▸ **Written request**
Do not include the pictures; repeat the rest of the data exactly.

┏━━

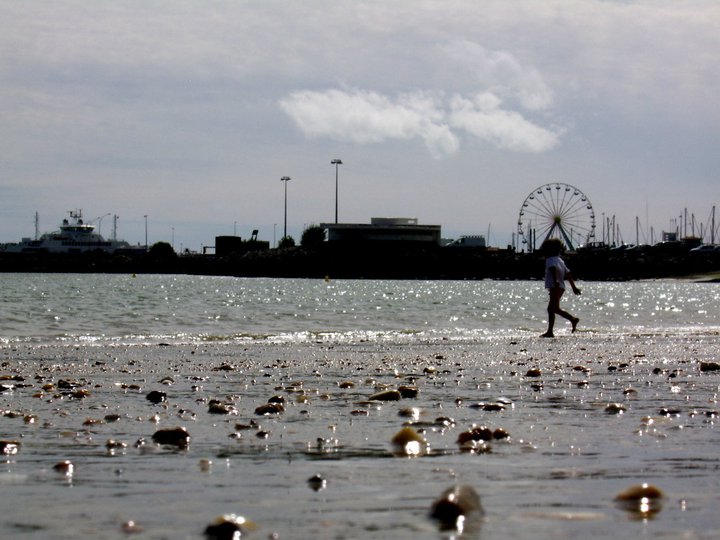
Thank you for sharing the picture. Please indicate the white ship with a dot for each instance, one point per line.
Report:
(74, 236)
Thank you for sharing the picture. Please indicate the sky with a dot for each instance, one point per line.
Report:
(450, 111)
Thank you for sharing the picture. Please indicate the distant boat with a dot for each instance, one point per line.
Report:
(74, 236)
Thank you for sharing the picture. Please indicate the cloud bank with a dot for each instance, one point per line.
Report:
(438, 118)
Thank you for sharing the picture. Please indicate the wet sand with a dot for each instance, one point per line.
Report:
(586, 416)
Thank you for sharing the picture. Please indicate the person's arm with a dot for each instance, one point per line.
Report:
(554, 274)
(569, 278)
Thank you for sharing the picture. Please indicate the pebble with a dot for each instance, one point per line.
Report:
(156, 396)
(228, 527)
(177, 436)
(64, 467)
(269, 409)
(386, 395)
(408, 442)
(644, 499)
(9, 448)
(317, 482)
(615, 408)
(455, 507)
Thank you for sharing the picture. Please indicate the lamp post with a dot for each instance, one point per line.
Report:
(336, 162)
(285, 179)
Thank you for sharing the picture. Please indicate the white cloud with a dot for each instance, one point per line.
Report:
(483, 118)
(501, 73)
(367, 117)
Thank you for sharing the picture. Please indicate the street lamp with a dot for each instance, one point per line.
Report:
(285, 179)
(336, 162)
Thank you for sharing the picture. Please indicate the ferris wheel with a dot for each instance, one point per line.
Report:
(556, 211)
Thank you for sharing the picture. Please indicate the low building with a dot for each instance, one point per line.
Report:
(401, 230)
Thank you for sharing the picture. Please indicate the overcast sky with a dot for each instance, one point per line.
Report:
(448, 111)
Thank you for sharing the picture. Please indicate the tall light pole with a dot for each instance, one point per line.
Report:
(285, 179)
(336, 162)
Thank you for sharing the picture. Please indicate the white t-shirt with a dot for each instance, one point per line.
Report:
(560, 271)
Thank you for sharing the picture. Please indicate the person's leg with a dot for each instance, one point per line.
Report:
(564, 314)
(553, 308)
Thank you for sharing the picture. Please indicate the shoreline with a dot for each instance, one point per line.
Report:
(551, 396)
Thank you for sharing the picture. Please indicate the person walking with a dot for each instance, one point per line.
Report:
(556, 273)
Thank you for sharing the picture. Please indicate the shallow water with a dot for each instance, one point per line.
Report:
(97, 309)
(556, 477)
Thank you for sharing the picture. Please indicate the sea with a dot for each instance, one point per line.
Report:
(387, 391)
(88, 309)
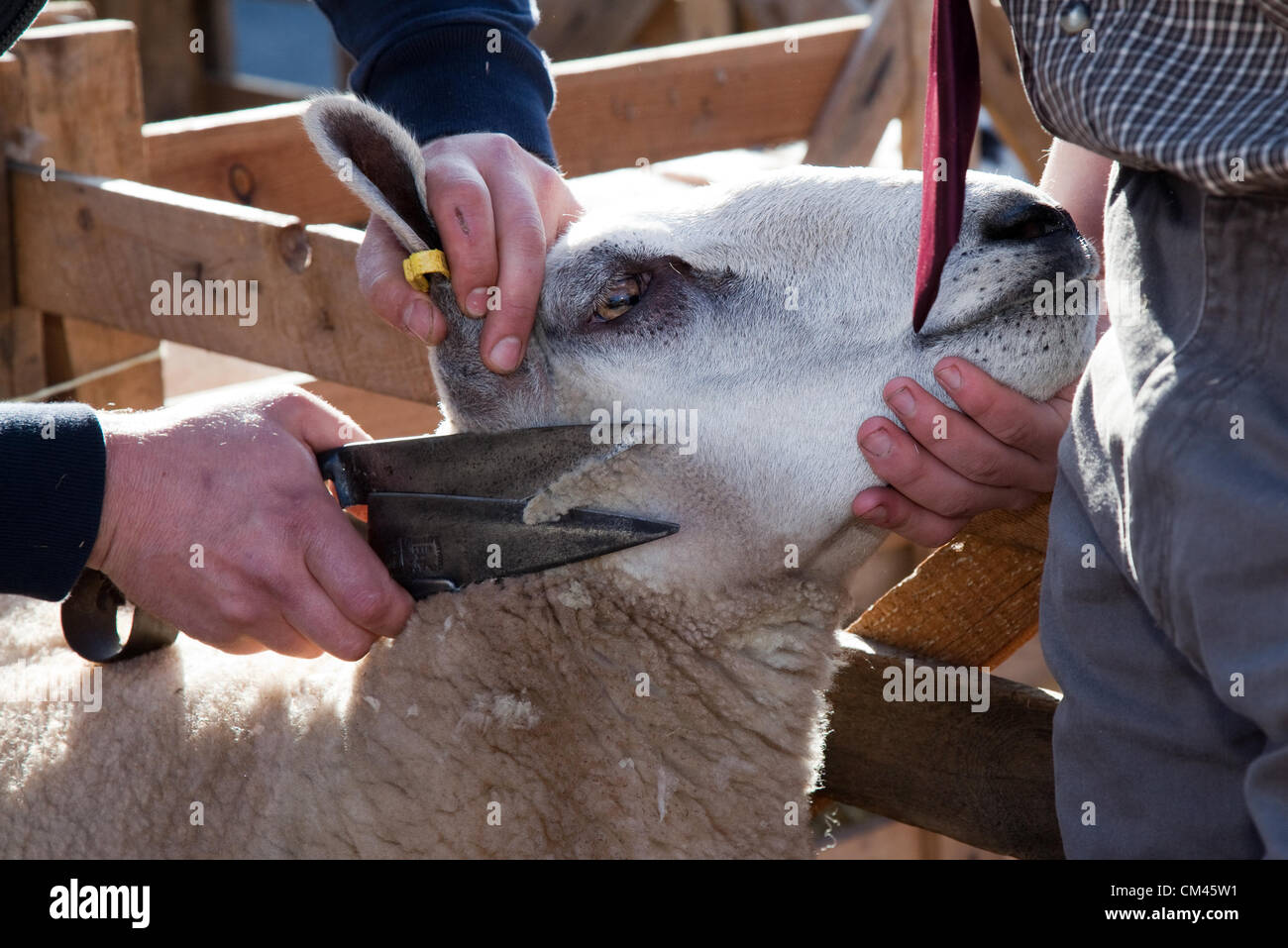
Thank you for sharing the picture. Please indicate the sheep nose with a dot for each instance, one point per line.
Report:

┗━━

▸ **Response for this exercise**
Thank you for sharing the picture. Please indicate the white ship with a dot for each instance, one point per line.
Report:
(74, 236)
Thank you for sharing the picture. Please indicate the sky with a dot for each instance, one point per line.
Report:
(450, 111)
Thank you for sharing the picture. Please indicate the distant boat with a dot for each instance, one point per line.
Report:
(74, 236)
Thank you for sharing the picture. Please indicate the cloud bank with a dot for each instance, one point per line.
Report:
(438, 118)
Thank you for sharing the picture. Please indicate the wet sand with a dot for each instance, one point per line.
Report:
(586, 416)
Thank you for sharing the picture. Please indicate the person's arm with a dot for each instance, one point per line.
Report:
(554, 274)
(569, 278)
Thank you for sharing the picture. Please indicate the pebble with a dot for each instance, one point per line.
Report:
(156, 396)
(228, 527)
(177, 436)
(64, 467)
(269, 409)
(386, 395)
(408, 442)
(644, 499)
(9, 448)
(317, 482)
(615, 408)
(455, 507)
Thank you for sharing the picture. Please indicate the lamp post with a dot for each instance, one point per line.
Report:
(336, 162)
(285, 179)
Thank you for sharing the picture. Please indicate the white cloud with a dot for each instance, one point per line.
Report:
(483, 118)
(501, 73)
(367, 117)
Thank you for sharing the picture. Please indicate the street lamp with a dot for each instance, one point per line.
Report:
(285, 179)
(336, 162)
Thank you for sharing the picture. Please indicate the ferris wheel with a dot for each instance, one point per line.
Report:
(556, 211)
Thank you for sharing the picture. Please indicate the low building with a dot for each instance, one point per line.
Report:
(401, 230)
Thank you for sharing the picture. Please indicate the overcast sky with a dot for each instance, one point per line.
Report:
(448, 111)
Thank you for sharing the picture. Please indicate the tall light pole with a dot for each instance, one point per line.
Report:
(285, 179)
(336, 162)
Thank you for sharing the picture. Please indicate the white t-shirt with a dot for each instance, one point per line.
Report:
(560, 271)
Thank you for sharing the picture. Please indicate the person's leg with a dot for each instance, one point per line.
Report:
(564, 314)
(553, 308)
Thank you for sharing the picture. Please indicate the shoreline with a dot for each instance, one point per line.
Report:
(551, 396)
Thank you for sharing the picture. Please indicate the person walking with a dot for each instance, one point per line.
Report:
(556, 273)
Thank you for sharing the picture. Please indicate the shallow water with a dot for each instance, one point per line.
Report:
(97, 309)
(556, 477)
Thank you for sharing the picture. Please indicate the sea with a dot for each instance, one point per line.
Report:
(387, 391)
(88, 309)
Thank you for sharing the picture. Please indicate the sheep nose with a dot for each instance, one point per line.
Report:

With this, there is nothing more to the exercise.